◆ JOB: Reproduce every line of the material below without changing anything.

◆ STORED DATA:
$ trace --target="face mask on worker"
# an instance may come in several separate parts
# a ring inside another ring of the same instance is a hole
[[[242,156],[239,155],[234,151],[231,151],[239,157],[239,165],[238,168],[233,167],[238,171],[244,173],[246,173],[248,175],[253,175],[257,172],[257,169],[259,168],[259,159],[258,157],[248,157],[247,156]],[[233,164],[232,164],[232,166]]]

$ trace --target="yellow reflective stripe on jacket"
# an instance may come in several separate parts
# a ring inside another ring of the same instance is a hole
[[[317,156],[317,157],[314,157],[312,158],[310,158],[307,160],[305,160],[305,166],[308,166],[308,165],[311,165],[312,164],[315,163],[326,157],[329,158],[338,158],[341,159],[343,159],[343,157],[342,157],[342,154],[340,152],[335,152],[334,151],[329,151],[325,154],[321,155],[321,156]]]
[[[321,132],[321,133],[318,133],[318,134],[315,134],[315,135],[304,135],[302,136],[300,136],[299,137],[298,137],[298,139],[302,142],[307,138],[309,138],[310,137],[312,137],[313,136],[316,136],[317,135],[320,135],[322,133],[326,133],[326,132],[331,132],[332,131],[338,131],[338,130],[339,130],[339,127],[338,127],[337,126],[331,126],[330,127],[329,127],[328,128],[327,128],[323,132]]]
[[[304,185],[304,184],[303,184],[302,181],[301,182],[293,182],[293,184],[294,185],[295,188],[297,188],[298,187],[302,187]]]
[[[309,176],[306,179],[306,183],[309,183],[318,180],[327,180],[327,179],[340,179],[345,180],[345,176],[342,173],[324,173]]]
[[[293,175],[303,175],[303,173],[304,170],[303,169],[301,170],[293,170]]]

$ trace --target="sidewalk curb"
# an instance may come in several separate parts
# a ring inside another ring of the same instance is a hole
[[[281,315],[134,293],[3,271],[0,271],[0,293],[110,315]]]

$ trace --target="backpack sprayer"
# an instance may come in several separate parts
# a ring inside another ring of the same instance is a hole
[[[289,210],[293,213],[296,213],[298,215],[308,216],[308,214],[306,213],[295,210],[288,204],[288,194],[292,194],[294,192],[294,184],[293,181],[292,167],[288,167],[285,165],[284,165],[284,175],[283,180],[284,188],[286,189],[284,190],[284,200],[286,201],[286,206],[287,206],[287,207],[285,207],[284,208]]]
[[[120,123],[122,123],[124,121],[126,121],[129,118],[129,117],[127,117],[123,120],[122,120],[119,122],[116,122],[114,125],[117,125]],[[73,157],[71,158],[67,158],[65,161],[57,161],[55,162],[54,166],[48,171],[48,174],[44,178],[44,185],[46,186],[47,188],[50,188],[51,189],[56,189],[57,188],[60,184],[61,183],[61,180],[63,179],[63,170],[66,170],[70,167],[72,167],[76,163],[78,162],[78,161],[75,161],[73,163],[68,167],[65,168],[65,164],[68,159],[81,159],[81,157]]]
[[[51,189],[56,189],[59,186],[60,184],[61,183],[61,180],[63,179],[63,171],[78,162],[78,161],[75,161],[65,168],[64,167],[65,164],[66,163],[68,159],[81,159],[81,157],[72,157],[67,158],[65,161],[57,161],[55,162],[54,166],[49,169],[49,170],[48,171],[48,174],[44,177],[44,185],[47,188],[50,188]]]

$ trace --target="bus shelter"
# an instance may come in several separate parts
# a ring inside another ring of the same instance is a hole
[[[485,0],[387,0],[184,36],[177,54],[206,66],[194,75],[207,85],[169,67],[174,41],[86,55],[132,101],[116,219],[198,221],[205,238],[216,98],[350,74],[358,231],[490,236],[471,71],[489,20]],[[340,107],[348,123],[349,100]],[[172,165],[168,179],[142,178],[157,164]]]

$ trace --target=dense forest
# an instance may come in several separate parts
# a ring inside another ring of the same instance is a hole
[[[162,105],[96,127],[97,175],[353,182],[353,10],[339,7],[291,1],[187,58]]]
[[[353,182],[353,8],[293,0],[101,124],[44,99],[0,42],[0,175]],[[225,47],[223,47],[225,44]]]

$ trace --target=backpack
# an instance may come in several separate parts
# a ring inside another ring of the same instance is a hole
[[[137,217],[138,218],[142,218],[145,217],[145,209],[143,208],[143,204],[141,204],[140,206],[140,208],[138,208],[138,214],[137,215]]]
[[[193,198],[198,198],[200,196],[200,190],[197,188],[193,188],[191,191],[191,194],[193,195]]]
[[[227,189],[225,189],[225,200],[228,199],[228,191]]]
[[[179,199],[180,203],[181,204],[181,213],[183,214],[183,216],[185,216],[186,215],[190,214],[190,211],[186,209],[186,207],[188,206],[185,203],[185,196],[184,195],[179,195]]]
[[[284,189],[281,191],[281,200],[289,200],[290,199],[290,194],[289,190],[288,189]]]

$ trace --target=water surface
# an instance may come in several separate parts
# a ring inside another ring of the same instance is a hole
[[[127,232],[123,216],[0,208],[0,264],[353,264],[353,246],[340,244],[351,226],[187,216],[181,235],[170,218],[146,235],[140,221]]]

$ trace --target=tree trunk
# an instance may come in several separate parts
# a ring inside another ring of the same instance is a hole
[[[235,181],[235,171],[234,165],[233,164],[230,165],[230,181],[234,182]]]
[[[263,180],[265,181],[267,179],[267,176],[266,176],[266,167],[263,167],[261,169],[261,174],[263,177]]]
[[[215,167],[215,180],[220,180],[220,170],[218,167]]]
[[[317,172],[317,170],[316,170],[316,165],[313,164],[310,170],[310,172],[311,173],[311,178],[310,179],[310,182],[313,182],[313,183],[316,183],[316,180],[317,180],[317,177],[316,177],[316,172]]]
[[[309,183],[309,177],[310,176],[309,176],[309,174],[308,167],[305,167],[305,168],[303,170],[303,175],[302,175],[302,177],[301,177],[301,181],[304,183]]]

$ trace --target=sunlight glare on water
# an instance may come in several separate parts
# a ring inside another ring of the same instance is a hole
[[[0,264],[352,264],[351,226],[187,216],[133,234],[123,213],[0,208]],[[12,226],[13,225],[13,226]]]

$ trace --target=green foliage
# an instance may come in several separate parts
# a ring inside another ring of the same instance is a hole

◆ SOLUTION TO THIS PROBLEM:
$ trace --target="face mask on worker"
# an instance may come in several separate parts
# a ring inside another ring of the same instance is a hole
[[[242,156],[239,155],[234,151],[231,151],[239,157],[239,165],[238,168],[233,167],[238,171],[244,173],[246,173],[248,175],[253,175],[257,172],[257,169],[259,168],[259,159],[258,157],[248,157],[247,156]],[[233,164],[232,164],[232,166]]]

$ trace --target="yellow reflective stripe on jacket"
# an instance may come in several separate parts
# a ring inside another ring of the same instance is a hole
[[[317,156],[317,157],[314,157],[312,158],[310,158],[307,160],[305,160],[305,166],[308,166],[308,165],[311,165],[312,164],[315,163],[326,157],[329,158],[338,158],[341,159],[343,159],[343,157],[342,157],[342,154],[340,152],[335,152],[334,151],[329,151],[325,154],[321,155],[321,156]]]
[[[321,132],[321,133],[318,133],[318,134],[315,134],[315,135],[304,135],[302,136],[300,136],[299,137],[298,137],[298,139],[302,142],[307,138],[309,138],[310,137],[312,137],[313,136],[316,136],[317,135],[320,135],[322,133],[326,133],[326,132],[331,132],[332,131],[338,131],[338,130],[339,130],[339,127],[338,127],[337,126],[331,126],[330,127],[329,127],[328,128],[327,128],[323,132]]]
[[[304,185],[304,184],[303,184],[302,181],[301,182],[293,182],[293,184],[294,185],[295,188],[297,188],[298,187],[302,187]]]
[[[309,176],[306,179],[306,183],[309,183],[318,180],[327,180],[327,179],[340,179],[345,180],[345,176],[342,173],[324,173]]]
[[[293,175],[303,175],[303,173],[304,170],[303,169],[301,170],[293,170]]]

$ trace --target="sidewalk curb"
# an instance may come in several separate parts
# a ring inside another ring of the same instance is a hole
[[[281,315],[134,293],[3,271],[0,271],[0,293],[110,315]]]

$ trace --target="backpack sprayer"
# an instance may come in several separate parts
# a ring inside another ring of the same instance is a hole
[[[289,210],[293,213],[296,213],[298,215],[308,216],[308,214],[306,213],[295,210],[288,204],[288,194],[292,194],[294,192],[294,184],[293,181],[292,167],[288,167],[285,165],[284,165],[284,175],[283,180],[284,188],[286,189],[284,190],[284,200],[286,201],[286,206],[287,206],[287,207],[285,207],[284,208]]]
[[[120,123],[122,123],[124,121],[126,121],[129,118],[129,117],[127,117],[123,120],[122,120],[119,122],[116,122],[114,125],[117,125]],[[73,157],[71,158],[67,158],[65,161],[57,161],[55,162],[54,166],[48,171],[48,174],[44,178],[44,185],[46,186],[47,188],[50,188],[51,189],[56,189],[57,188],[60,184],[61,183],[61,180],[63,179],[63,170],[66,170],[70,167],[72,167],[76,163],[78,162],[78,161],[75,161],[73,163],[68,167],[65,168],[65,164],[68,159],[81,159],[81,157]]]
[[[51,189],[56,189],[59,186],[60,184],[61,183],[61,180],[63,179],[63,171],[78,162],[78,161],[75,161],[65,168],[64,167],[65,164],[66,163],[68,159],[81,159],[81,157],[72,157],[67,158],[65,161],[57,161],[55,162],[54,166],[49,169],[49,170],[48,171],[48,174],[44,177],[44,185],[47,188],[50,188]]]

$ trace --target="bus shelter"
# an instance may come in several separate parts
# a ring inside another ring of the same instance is a hole
[[[485,0],[387,0],[184,36],[177,54],[206,66],[194,75],[207,85],[169,67],[174,41],[86,55],[132,101],[116,219],[198,221],[205,238],[216,98],[350,74],[358,231],[490,236],[471,71],[489,20]],[[340,107],[348,123],[349,100]],[[172,165],[168,179],[142,178],[157,164]]]

$ trace --target=dense forest
# an instance may come in several separate parts
# a ring inside another ring of the same instance is a hole
[[[162,105],[96,127],[97,175],[353,182],[353,10],[339,7],[291,1],[187,58]]]
[[[353,182],[353,8],[293,0],[101,124],[44,99],[0,42],[0,175]],[[225,47],[223,47],[225,44]]]

$ trace --target=backpack
# an instance may come in several separate parts
# a ring inside another ring of the same instance is a hole
[[[137,217],[138,218],[142,218],[145,217],[145,209],[143,208],[143,204],[141,204],[140,206],[140,208],[138,208],[138,214],[137,215]]]
[[[193,198],[198,198],[200,196],[200,190],[197,188],[193,188],[191,191],[191,194],[193,195]]]
[[[227,189],[225,189],[225,200],[228,199],[228,191]]]
[[[179,199],[180,203],[181,204],[181,213],[183,214],[183,216],[185,216],[186,215],[190,214],[190,211],[186,209],[186,207],[188,206],[185,203],[185,196],[184,195],[179,195]]]
[[[284,189],[281,191],[281,200],[289,200],[290,199],[290,194],[289,190],[288,189]]]

$ trace --target=water surface
# an instance may come in several separate parts
# a ring inside another ring of the same instance is a hole
[[[127,232],[123,216],[0,208],[0,264],[353,264],[353,246],[340,244],[351,226],[187,216],[181,235],[170,218],[146,235],[140,221]]]

$ trace --target=tree trunk
# an instance may come in several separate parts
# a ring inside another ring of the same instance is a hole
[[[235,181],[235,171],[234,165],[233,164],[230,165],[230,181],[234,182]]]
[[[263,180],[265,181],[267,179],[267,176],[266,176],[266,167],[263,167],[261,169],[261,174],[263,177]]]
[[[215,167],[215,180],[220,180],[220,170],[218,167]]]
[[[317,172],[317,170],[316,170],[316,165],[313,164],[310,170],[310,172],[311,173],[311,178],[310,179],[310,182],[313,182],[313,183],[316,183],[316,180],[317,180],[317,177],[316,177],[316,172]]]
[[[309,183],[309,177],[310,176],[309,176],[309,174],[308,167],[305,167],[305,168],[303,170],[303,175],[302,175],[302,177],[301,177],[301,181],[304,183]]]

$ trace --target=sunlight glare on water
# an instance may come in several separate parts
# a ring inside another ring of the same instance is a hole
[[[0,264],[352,264],[351,226],[187,216],[133,234],[123,213],[0,208]],[[12,226],[13,225],[13,226]]]

$ trace --target=green foliage
# an instance may come in several separate parts
# a ring inside another ring of the same instance is a hole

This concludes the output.